** WHAT YOU ARE ASKED TO DO **
The lines to extract start at the one containing "Reviewer check: make sure each instance of the alloy" and end with the last line; give them exactly and nothing more.

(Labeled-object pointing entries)
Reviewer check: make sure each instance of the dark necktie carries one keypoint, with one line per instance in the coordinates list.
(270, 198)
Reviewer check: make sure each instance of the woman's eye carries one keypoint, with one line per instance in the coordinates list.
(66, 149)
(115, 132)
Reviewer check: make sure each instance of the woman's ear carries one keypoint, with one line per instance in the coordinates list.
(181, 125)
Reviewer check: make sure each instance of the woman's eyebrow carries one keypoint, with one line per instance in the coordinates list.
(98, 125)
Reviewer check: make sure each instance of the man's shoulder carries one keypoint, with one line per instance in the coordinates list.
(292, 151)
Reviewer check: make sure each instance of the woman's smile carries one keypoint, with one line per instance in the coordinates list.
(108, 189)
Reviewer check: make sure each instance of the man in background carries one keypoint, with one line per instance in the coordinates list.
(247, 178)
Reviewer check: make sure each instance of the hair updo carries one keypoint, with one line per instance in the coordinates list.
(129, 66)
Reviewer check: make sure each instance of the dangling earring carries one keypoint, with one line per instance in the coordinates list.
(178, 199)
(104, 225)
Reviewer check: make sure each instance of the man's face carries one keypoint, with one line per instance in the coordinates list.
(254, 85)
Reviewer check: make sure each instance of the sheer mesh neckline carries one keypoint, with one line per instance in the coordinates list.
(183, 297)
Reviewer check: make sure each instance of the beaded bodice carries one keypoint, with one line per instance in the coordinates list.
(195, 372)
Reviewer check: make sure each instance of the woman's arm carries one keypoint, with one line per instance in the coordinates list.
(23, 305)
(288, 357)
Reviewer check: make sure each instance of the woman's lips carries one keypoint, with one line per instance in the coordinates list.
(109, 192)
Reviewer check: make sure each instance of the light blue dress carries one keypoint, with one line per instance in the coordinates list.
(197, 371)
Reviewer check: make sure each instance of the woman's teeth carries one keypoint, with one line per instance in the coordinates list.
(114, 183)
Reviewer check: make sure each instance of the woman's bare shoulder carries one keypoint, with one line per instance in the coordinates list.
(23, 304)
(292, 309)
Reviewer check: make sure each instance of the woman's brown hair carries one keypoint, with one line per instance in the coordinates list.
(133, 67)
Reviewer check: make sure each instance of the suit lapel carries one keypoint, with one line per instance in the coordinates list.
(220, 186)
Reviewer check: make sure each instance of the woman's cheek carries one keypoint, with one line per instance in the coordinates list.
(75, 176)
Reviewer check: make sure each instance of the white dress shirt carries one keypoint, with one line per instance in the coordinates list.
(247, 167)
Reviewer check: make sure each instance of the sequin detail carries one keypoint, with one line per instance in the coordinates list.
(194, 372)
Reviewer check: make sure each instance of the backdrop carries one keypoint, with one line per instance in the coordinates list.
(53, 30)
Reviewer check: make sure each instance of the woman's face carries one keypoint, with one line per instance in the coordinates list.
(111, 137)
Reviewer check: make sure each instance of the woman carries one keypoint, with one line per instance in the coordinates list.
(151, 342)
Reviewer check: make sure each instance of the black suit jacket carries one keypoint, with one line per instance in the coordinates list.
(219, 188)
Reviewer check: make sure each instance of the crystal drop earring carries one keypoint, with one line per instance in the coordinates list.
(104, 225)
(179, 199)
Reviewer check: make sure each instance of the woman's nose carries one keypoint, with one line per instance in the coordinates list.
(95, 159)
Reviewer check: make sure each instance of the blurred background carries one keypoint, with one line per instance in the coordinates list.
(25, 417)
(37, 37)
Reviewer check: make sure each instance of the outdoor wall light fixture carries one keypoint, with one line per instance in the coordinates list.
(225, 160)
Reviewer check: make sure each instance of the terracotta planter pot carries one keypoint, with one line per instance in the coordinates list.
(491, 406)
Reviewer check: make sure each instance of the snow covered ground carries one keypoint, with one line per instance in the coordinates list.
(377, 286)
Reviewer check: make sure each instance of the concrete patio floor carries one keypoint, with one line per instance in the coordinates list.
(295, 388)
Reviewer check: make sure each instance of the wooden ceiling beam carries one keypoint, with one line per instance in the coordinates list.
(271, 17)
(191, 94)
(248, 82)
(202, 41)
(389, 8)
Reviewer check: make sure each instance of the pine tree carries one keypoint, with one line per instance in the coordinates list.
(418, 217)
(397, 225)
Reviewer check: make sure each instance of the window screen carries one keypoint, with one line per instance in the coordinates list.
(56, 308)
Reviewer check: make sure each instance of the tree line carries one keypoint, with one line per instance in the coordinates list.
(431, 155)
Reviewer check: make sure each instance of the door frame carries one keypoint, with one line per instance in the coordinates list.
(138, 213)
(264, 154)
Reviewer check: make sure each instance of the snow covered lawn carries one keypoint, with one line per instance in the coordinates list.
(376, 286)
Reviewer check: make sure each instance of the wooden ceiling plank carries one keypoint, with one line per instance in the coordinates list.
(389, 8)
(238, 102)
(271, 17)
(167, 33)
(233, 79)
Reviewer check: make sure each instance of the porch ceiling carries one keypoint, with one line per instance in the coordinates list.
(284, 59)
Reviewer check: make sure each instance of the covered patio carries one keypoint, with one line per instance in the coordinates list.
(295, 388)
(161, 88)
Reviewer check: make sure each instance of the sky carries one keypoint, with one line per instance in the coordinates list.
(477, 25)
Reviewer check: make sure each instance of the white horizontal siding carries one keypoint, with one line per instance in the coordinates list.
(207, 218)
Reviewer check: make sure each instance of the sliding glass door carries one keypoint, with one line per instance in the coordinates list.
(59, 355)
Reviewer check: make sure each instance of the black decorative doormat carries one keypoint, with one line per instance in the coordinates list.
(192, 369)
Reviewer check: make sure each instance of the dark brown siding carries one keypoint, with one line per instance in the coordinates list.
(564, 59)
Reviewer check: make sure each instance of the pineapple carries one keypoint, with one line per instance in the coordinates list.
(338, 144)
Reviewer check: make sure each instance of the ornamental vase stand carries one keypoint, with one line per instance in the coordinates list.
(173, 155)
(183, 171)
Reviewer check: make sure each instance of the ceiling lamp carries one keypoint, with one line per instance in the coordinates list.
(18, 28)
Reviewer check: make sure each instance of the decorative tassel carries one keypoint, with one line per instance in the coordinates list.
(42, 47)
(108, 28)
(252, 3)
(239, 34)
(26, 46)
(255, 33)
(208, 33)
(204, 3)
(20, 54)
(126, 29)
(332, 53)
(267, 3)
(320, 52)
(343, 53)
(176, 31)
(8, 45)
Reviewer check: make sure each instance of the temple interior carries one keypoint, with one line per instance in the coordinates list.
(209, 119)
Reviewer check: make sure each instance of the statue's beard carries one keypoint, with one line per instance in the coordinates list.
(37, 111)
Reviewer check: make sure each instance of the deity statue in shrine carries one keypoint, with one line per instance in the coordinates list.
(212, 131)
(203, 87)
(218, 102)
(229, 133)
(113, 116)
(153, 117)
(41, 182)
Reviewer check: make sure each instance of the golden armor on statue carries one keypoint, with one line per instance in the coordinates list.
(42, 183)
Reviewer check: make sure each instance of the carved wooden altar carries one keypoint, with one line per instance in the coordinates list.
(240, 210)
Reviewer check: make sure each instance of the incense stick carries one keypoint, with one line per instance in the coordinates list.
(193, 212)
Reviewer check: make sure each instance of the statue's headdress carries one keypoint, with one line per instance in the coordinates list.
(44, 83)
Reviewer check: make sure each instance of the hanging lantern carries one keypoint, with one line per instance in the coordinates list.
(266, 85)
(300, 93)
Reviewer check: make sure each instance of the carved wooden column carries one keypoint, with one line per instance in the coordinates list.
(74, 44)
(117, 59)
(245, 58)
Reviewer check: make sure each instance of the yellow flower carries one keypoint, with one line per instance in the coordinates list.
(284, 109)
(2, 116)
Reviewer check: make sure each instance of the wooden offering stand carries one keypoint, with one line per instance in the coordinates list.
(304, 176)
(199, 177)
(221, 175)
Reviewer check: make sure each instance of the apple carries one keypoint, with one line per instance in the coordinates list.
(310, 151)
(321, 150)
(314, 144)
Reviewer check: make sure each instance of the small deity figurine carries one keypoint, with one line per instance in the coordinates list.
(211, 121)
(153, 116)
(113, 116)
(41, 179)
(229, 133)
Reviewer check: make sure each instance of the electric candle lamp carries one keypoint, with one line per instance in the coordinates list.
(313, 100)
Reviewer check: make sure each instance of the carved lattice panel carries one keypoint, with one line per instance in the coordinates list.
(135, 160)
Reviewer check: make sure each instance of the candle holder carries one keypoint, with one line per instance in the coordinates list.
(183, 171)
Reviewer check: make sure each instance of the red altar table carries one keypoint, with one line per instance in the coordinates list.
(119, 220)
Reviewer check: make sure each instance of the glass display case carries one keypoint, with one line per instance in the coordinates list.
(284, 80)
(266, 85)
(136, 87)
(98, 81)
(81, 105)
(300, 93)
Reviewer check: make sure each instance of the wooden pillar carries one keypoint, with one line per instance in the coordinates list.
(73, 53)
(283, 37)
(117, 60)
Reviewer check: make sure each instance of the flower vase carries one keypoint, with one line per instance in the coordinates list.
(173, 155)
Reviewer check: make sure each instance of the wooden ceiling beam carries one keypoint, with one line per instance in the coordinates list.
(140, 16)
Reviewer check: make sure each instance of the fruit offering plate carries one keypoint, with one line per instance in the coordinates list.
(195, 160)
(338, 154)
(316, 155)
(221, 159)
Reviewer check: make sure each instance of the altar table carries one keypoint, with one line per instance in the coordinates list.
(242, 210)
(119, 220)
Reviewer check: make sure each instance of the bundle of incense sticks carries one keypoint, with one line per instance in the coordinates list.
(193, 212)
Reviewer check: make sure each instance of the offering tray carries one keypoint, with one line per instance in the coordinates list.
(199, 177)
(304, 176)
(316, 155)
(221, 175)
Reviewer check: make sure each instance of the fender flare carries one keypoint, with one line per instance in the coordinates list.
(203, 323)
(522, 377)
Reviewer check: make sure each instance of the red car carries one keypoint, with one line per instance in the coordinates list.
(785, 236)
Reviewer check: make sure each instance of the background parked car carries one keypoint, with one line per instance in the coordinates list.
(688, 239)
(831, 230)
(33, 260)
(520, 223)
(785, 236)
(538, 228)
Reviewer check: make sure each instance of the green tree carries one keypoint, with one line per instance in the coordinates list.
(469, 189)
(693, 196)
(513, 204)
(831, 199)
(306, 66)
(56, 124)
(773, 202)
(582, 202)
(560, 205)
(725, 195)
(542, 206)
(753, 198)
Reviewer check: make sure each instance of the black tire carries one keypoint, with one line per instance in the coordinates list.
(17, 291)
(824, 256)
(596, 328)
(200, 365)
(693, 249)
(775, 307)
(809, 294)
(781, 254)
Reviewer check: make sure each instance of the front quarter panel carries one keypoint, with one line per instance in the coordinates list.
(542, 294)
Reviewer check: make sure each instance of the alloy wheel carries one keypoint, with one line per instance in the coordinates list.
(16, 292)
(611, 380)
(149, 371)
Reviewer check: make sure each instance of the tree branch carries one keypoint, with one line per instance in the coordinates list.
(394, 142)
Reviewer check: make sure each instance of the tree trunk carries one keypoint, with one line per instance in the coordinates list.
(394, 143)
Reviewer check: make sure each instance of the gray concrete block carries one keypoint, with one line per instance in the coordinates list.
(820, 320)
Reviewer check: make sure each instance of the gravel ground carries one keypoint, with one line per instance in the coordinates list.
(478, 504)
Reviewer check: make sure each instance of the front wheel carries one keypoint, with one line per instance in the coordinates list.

** TASK OUTPUT **
Reviewer check: make sure each instance of the alloy wheel carries one keypoint, with one line per instance in the coordinates list.
(16, 292)
(611, 380)
(149, 371)
Reviewer check: make sure each instance of the tree branch carries one keypoint, with one line per instance in the coordinates list.
(394, 142)
Reviewer check: make sure each instance of the tree trunk carries one keypoint, with one line per instance in the coordinates list.
(394, 143)
Reviewer check: make sure each instance of the gray concrete block carries one keypoint, with one line per instance in the coordinates list.
(820, 320)
Reviewer check: make sure each instance of the gravel ground carries one keypoint, with one line per instance in the coordinates list.
(478, 504)
Reviewer check: make sure each instance of the front wheel carries one keypoint, with one line per instance in the coordinates list.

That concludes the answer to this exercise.